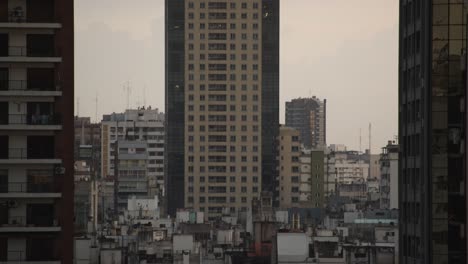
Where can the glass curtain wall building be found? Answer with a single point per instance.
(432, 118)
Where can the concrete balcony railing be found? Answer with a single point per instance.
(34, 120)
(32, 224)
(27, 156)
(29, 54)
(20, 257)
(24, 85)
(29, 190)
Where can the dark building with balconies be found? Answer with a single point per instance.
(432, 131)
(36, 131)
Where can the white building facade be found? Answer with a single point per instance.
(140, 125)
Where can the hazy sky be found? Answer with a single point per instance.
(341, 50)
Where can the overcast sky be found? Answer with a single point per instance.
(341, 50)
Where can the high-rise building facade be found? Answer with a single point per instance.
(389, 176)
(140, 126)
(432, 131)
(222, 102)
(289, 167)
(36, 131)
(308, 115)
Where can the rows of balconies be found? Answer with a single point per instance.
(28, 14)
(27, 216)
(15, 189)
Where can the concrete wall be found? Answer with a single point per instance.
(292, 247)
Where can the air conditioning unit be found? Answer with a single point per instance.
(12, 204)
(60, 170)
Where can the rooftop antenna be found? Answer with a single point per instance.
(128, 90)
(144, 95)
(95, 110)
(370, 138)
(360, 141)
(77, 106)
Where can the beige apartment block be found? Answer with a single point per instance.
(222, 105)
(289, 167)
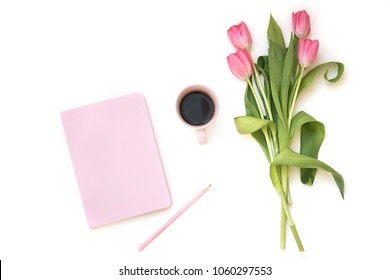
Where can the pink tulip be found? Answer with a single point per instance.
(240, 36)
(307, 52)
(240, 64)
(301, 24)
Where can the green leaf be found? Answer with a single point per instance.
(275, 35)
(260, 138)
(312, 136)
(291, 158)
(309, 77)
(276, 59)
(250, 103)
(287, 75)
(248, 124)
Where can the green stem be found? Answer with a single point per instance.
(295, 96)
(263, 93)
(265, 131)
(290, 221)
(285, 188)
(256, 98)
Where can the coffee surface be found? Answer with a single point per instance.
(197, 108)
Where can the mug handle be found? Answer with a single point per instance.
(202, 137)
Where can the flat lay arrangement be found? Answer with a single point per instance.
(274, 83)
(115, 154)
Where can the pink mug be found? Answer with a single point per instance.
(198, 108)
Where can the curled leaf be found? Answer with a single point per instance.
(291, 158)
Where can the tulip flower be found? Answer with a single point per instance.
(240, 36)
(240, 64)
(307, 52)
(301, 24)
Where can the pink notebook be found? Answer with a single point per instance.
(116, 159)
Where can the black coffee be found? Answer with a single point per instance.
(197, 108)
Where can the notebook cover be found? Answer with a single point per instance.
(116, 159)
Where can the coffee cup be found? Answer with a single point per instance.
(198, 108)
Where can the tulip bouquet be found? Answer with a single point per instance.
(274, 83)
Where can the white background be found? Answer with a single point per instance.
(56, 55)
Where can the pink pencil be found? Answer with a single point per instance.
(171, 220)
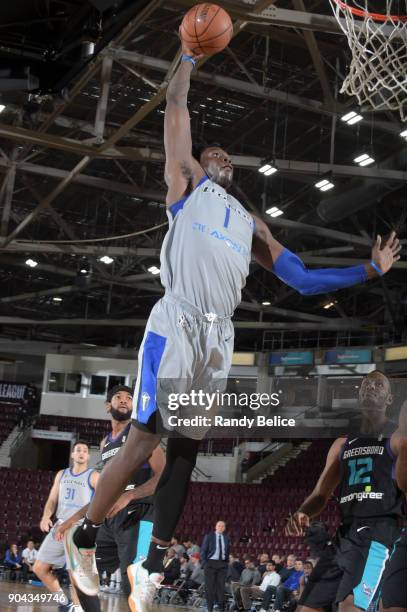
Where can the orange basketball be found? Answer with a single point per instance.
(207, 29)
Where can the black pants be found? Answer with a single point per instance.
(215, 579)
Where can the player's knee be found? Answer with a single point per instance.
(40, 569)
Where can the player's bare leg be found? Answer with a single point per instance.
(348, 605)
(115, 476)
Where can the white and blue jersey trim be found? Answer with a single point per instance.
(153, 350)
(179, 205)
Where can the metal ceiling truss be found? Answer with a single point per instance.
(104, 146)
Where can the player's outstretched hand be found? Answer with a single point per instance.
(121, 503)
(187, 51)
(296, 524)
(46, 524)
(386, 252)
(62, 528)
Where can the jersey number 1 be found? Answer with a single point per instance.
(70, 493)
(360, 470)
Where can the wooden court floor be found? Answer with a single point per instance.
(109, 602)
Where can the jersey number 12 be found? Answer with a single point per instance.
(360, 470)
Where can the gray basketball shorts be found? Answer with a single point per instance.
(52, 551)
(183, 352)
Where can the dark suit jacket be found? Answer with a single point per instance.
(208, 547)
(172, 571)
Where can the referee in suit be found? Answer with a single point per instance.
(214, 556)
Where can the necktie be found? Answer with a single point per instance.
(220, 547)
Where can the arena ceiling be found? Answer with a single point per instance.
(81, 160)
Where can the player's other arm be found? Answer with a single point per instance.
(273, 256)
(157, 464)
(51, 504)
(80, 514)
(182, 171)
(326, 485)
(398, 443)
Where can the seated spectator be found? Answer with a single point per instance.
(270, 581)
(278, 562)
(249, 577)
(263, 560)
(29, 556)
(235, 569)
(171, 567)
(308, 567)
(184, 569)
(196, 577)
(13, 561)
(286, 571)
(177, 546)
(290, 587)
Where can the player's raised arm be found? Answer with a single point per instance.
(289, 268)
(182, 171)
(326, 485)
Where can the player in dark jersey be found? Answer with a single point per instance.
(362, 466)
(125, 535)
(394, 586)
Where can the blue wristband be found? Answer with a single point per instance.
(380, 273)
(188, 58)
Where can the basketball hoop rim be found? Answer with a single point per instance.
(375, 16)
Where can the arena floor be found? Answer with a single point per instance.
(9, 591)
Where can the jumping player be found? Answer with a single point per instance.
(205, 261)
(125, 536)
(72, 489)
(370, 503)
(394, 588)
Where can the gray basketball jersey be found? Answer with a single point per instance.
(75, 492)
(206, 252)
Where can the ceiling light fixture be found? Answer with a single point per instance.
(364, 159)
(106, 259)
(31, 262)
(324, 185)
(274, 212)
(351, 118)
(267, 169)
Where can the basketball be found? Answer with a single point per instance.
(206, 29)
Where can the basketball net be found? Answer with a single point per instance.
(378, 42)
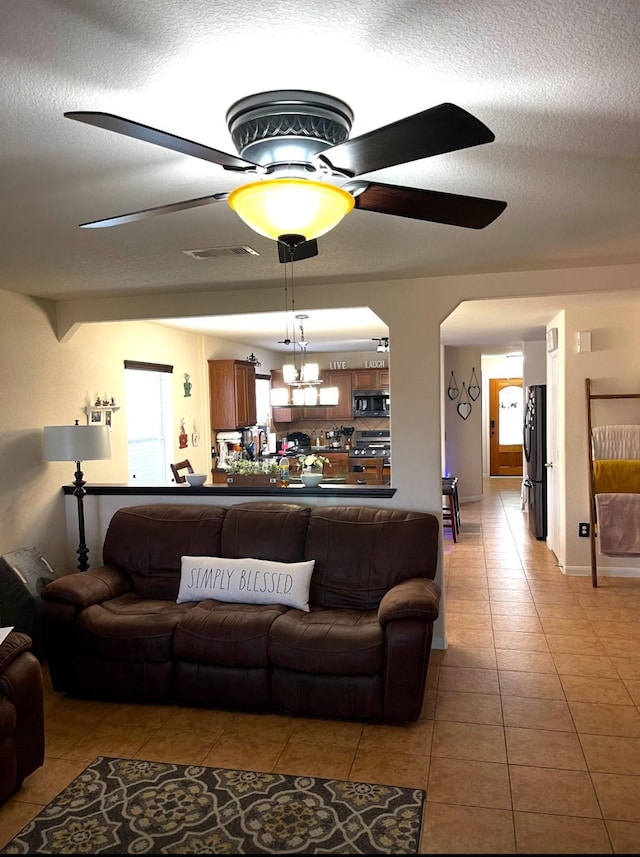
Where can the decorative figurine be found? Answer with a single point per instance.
:::::
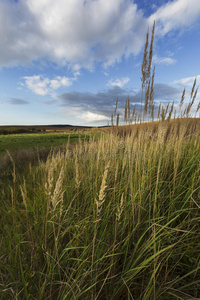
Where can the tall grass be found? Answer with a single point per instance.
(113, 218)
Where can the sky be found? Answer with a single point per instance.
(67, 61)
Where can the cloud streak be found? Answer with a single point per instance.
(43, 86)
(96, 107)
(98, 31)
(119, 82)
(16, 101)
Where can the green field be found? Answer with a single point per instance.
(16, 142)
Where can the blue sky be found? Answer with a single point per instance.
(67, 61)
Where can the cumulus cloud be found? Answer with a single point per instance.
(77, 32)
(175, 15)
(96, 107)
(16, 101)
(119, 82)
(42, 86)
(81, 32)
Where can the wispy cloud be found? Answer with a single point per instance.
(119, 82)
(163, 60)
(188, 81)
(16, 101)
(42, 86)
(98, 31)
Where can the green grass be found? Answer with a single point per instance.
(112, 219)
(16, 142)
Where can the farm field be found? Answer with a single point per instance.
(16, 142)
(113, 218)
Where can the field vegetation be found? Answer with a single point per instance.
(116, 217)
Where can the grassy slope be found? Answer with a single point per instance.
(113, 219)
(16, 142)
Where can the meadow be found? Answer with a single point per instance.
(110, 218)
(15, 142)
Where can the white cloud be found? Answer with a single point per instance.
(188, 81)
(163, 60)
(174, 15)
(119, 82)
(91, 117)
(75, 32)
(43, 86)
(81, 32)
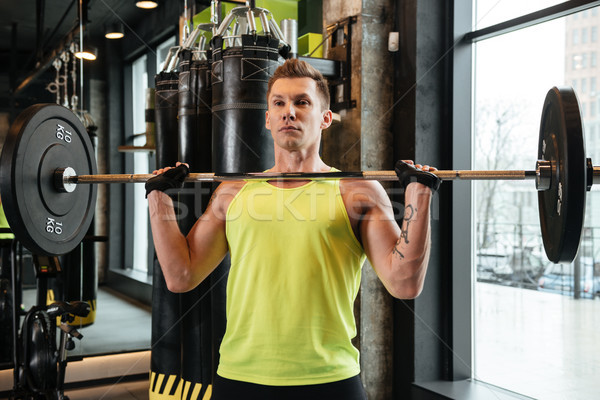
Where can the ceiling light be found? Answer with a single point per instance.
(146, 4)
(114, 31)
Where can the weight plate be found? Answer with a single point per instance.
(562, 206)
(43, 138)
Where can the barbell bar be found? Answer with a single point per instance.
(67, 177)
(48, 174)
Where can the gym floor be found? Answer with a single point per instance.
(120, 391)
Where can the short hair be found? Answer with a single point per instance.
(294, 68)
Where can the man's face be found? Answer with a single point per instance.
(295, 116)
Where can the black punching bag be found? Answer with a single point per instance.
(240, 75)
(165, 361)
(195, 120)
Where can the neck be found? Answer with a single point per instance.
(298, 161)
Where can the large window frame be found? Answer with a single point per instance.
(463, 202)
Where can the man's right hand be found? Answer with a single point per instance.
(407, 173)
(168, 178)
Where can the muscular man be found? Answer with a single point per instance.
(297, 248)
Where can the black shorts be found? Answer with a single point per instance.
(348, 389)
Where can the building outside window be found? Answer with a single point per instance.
:::::
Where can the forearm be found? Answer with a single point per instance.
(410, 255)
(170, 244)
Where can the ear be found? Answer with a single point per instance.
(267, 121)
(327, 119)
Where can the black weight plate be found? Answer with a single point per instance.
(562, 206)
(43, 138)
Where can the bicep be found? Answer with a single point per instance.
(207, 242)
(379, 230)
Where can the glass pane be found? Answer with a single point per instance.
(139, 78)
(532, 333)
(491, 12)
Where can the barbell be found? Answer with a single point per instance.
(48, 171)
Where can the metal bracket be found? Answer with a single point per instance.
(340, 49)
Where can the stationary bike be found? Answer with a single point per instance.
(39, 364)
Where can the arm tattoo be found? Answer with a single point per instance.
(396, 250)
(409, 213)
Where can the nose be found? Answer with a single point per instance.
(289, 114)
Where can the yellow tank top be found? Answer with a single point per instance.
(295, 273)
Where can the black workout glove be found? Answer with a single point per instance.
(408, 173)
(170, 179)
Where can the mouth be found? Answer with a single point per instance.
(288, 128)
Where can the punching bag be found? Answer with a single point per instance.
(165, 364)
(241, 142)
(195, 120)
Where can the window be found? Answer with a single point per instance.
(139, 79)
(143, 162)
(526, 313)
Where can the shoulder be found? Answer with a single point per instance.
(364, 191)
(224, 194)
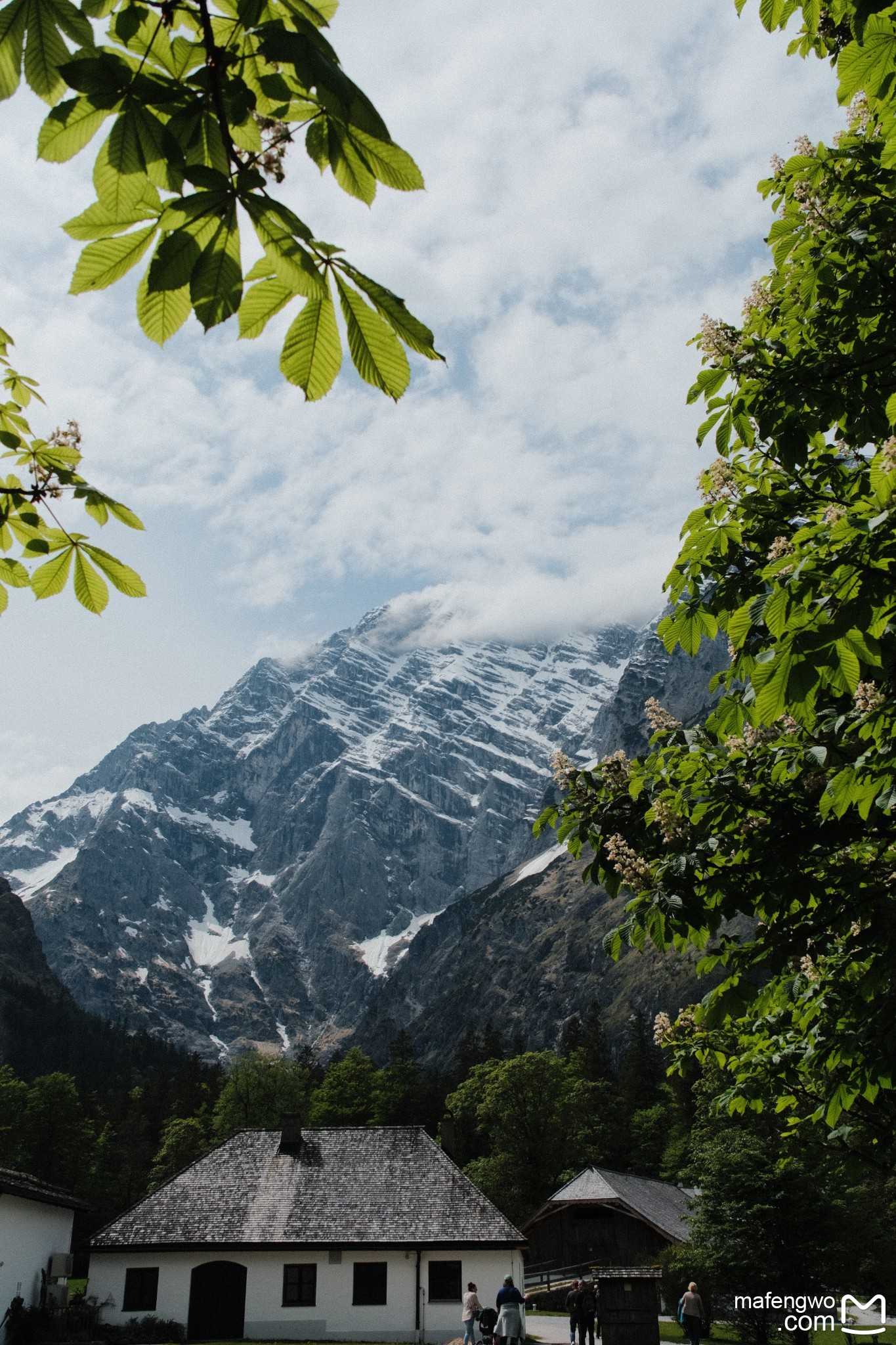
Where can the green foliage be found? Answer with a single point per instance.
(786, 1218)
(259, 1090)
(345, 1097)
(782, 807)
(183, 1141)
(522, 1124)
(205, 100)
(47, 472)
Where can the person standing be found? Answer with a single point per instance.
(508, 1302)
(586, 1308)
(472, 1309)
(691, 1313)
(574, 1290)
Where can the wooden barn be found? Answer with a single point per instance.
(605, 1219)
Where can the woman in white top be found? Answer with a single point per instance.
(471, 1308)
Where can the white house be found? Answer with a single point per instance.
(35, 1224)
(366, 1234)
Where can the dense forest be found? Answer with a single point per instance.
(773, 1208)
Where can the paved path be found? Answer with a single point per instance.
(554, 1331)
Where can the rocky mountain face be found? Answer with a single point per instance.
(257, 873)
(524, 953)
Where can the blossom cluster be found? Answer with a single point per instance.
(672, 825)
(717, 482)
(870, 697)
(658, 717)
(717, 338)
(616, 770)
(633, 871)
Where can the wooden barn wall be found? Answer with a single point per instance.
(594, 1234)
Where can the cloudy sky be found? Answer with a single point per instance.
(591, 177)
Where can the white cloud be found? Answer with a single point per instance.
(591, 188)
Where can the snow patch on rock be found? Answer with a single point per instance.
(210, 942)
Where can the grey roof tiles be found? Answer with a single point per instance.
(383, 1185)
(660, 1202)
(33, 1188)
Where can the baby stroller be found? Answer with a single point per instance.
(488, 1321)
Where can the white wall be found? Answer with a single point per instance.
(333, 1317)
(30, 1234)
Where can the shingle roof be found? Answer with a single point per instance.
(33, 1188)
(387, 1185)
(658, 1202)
:::::
[Problem details]: Working from the material above, restate word for word the lines between the line with "Where can the muscular" and the line with "Where can the building", both included, and only those.

[Answer for this exercise]:
Where can the muscular man be found? Answer with a single point per instance.
(297, 248)
Where can the black shorts be found? Answer with a single point per instance.
(348, 389)
Where can the building outside window be found? Answer with a single point per instance.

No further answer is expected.